Consigne donnée 1:
Citez sans modification l'extrait du texte sur les agents de bord, depuis « Nos conventions collectives » jusqu'à « heures de travail. » inclus.

Extrait du texte:
• • •
Nous sommes d'avis que c'est uniquement par l'intermédiaire de l'OACI, et grâce à la clairvoyance du gouvernement canadien, que nous pourrons obtenir un règlement permettant aux agents de la paix locaux, quand nous nous posons dans un pays étranger, d'amener ces passagers et de les mettre en accusation si la situation l'impose. Nous sommes confiants que le gouvernement canadien va jouer un rôle de premier plan dans ce dossier. Et il peut en être fier parce que c'est un problème pour les agents de bord du monde entier.

D'après les discussions que j'ai eues avec différentes personnes, un peu partout dans le monde, tout le monde espère que le gouvernement canadien va prendre l'initiative dans ce domaine. Nous faisons toutes les pressions possibles -- et nous en avons fait encore hier -- pour faire changer les règles, en espérant que, si le gouvernement canadien peut faire quelque chose, les Américains et les Britanniques lui emboîteront le pas. Nous travaillons énergiquement à ce dossier.

M. Miller: J'ai remarqué à la partie 9 de votre mémoire, au sujet des règlements sur les heures de vol et de service, que vous présentez des chiffres théoriques; je ne dis pas ça pour critiquer. Ces chiffres donnent une idée de ce qui pourrait se passer si les règlements en vigueur au Canada étaient appliqués à la lettre.

Le comité serait cependant plus intéressé à savoir ce que contiennent vos conventions collectives actuelles à ce sujet-là; autrement dit, pendant combien d'heures par mois vos membres doivent-ils travailler, et quels sont les autres détails de vos conventions collectives à cet égard?

Mme Hill: Il y a un certain nombre d'assez gros transporteurs canadiens dont les employés ne sont pas syndiqués; leurs agents de bord seraient donc visés par cette règle. À l'heure actuelle, nous savons que certains agents de bord à l'emploi d'un affréteur ont déjà travaillé jusqu'à 24 heures de suite et n'ont eu droit qu'à quelques heures de repos avant de devoir reprendre le travail. Nous avons eu connaissance d'un cas où un agent de bord avait été en service pendant 20 heures. L'avion avait fait escale à Calgary et l'équipage avait dormi quatre heures à bord avant de reprendre les airs en direction de Toronto. La seule raison pour laquelle l'avion s'était arrêté à Calgary, c'est qu'il ne pouvait pas se rendre directement à Toronto à cause de la règle de minuit.

Nos conventions collectives actuelles varient, mais ça va de 65 heures garanties par mois, qui sont les heures payées, jusqu'à 90 heures environ.

M. Balnis: Il s'agit d'heures de vol, pendant lesquelles l'avion est en déplacement autonome. La règle générale que nous appliquons, c'est qu'une heure de vol égale en moyenne deux heures de travail, ce qui reflète le moment où les employés se présentent au travail. Donc, 75 à 90 heures de vol valent à peu près 150 à 180 heures de service, ce qui fait plus que quatre semaines de 40 heures de travail.
• • •
Extraits d'un jeu de données de détection:
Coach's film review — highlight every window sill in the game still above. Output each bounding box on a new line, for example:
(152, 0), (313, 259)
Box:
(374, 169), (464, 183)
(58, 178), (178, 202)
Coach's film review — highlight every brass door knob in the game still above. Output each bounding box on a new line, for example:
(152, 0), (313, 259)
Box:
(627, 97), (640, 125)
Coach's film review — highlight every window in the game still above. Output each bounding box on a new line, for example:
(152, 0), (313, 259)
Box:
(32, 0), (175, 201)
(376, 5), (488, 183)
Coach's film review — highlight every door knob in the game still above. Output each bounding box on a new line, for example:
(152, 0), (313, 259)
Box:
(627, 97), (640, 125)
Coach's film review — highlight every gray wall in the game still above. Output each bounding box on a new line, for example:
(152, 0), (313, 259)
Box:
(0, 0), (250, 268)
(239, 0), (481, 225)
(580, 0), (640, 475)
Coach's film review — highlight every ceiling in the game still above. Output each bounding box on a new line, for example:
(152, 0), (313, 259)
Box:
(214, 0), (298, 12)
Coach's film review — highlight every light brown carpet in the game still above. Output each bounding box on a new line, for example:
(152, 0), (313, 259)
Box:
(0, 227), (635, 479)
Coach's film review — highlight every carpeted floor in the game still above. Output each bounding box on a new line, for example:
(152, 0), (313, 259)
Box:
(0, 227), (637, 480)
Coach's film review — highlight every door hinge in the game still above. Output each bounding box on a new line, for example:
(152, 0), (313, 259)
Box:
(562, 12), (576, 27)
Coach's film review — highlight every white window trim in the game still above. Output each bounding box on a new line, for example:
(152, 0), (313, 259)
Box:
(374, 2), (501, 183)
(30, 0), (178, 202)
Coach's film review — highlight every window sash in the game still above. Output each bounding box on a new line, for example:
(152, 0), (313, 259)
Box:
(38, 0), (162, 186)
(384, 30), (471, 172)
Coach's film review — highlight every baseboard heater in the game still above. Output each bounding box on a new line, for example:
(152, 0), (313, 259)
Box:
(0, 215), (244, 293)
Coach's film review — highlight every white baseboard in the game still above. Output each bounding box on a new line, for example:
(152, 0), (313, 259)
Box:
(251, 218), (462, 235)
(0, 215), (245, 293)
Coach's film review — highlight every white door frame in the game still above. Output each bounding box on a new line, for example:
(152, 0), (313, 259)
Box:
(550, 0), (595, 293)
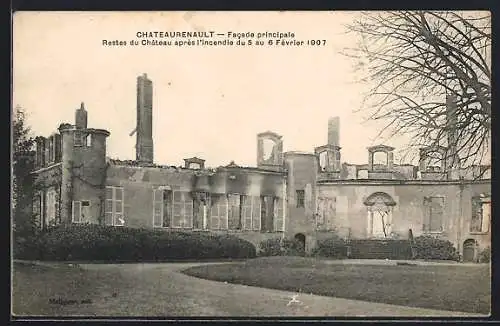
• • •
Consigne donnée 2:
Dans les données, reprenez les lignes allant de celle qui contient « Coach's film review — highlight every gray » jusqu'à celle qui contient « (214, 0), (298, 12) » incluse, en remplaçant « gray wall » par « painted wall » sans rien changer d'autre. Ne donnez que ces lignes.

Solution 1:
Nos conventions collectives actuelles varient, mais ça va de 65 heures garanties par mois, qui sont les heures payées, jusqu'à 90 heures environ.

M. Balnis: Il s'agit d'heures de vol, pendant lesquelles l'avion est en déplacement autonome. La règle générale que nous appliquons, c'est qu'une heure de vol égale en moyenne deux heures de travail, ce qui reflète le moment où les employés se présentent au travail. Donc, 75 à 90 heures de vol valent à peu près 150 à 180 heures de service, ce qui fait plus que quatre semaines de 40 heures de travail.

Solution 2:
Coach's film review — highlight every painted wall in the game still above. Output each bounding box on a new line, for example:
(152, 0), (313, 259)
Box:
(0, 0), (250, 268)
(239, 0), (481, 225)
(580, 0), (640, 475)
Coach's film review — highlight every ceiling in the game still above. Output each bounding box on a new line, for example:
(152, 0), (313, 259)
Box:
(214, 0), (298, 12)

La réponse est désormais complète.